→ **What is being asked**
Write out all the entries below without any change.

┌────────

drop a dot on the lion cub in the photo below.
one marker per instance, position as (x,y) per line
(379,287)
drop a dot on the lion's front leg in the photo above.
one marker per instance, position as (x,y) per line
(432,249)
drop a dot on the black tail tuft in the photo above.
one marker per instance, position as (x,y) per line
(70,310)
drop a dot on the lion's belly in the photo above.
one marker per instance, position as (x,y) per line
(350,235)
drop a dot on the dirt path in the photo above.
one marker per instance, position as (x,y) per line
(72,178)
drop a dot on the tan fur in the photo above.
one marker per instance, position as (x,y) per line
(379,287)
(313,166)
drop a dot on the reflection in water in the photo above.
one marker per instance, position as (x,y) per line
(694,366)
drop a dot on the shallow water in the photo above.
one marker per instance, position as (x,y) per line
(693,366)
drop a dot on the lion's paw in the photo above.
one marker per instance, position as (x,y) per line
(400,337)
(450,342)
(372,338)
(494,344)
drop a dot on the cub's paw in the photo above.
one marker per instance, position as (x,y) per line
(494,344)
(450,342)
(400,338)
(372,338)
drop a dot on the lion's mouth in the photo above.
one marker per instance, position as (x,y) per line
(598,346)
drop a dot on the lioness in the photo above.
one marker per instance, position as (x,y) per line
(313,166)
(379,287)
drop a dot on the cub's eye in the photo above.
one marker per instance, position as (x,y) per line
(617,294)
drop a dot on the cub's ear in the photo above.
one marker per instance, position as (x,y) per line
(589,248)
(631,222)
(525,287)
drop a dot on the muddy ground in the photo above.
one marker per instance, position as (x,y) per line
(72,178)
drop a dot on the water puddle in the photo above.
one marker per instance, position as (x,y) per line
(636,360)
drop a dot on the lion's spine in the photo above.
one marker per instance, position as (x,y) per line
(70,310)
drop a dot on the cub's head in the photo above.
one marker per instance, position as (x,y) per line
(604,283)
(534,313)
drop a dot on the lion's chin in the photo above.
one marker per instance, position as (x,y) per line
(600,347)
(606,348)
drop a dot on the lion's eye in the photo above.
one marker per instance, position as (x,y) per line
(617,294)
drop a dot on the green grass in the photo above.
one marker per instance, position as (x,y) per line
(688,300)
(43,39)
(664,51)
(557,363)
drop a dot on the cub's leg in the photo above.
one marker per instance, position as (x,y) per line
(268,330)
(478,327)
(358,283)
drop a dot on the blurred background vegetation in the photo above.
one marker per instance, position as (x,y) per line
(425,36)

└────────

→ **Solution for this problem**
drop a dot on the lion cub in the photo below.
one marker per instance, position as (x,y) per line
(379,287)
drop a dot on the lion's front leg in the photo above.
one marker per instance, position as (x,y) per line
(432,249)
drop a dot on the black tail tuft in the photo above.
one marker per instance, position as (x,y) per line
(70,310)
drop a dot on the lion's belly in the photo above.
one marker per instance, position as (x,y) per line
(350,235)
drop a dot on the dirt path in the photo above.
one marker per instance, position as (x,y) per line
(72,178)
drop a dot on the tan fur in the photo above.
one marker per instance, position as (x,y) per line
(379,287)
(313,166)
drop a dot on the reflection in water in the photo above.
one marker per instance, position as (x,y) per line
(694,366)
drop a dot on the shallow water in the photo above.
one marker per instance, position as (x,y) per line
(693,366)
drop a dot on the lion's paw in the photo above.
one marker per instance, position as (x,y) per line
(400,337)
(450,342)
(372,338)
(494,344)
drop a dot on the cub's paw in the photo above.
one marker per instance, position as (x,y) per line
(494,344)
(450,342)
(400,338)
(372,338)
drop a dot on the lion's mouth in the photo above.
one marker per instance, position as (x,y) per line
(598,346)
drop a dot on the lioness in the photo above.
one marker per instance, position as (x,y) per line
(313,166)
(379,287)
drop a dot on the cub's eye in the photo above.
one marker per instance, position as (x,y) per line
(617,294)
drop a dot on the cub's ear in the photo above.
one marker per instance, position as (x,y) per line
(589,248)
(631,222)
(525,287)
drop a dot on the muddy ground in the photo above.
one marker per instance, position as (x,y) per line
(72,178)
drop a dot on the water puddle in the photo above.
one marker per instance, position as (x,y) per line
(636,360)
drop a dot on the lion's spine in the photo above.
one marker per instance, position as (x,y) per line
(70,310)
drop a dot on the cub's head in the photo above.
one marker per instance, position as (x,y) per line
(604,283)
(534,313)
drop a dot on the lion's chin in the photo above.
one marker per instance, position as (x,y) per line
(600,347)
(606,348)
drop a dot on the lion's eye in the photo above.
one marker per instance, position as (x,y) per line
(617,294)
drop a dot on the green grass in the photo above.
one marker per instance, position as (x,y) per line
(688,300)
(43,39)
(664,51)
(557,363)
drop a dot on the cub's leg in the photo above.
one marker per instance, position as (x,y) per line
(268,330)
(478,327)
(358,283)
drop a dot on the blurred background vegetation in the photo above.
one marker per instance, position as (x,y) per line
(425,36)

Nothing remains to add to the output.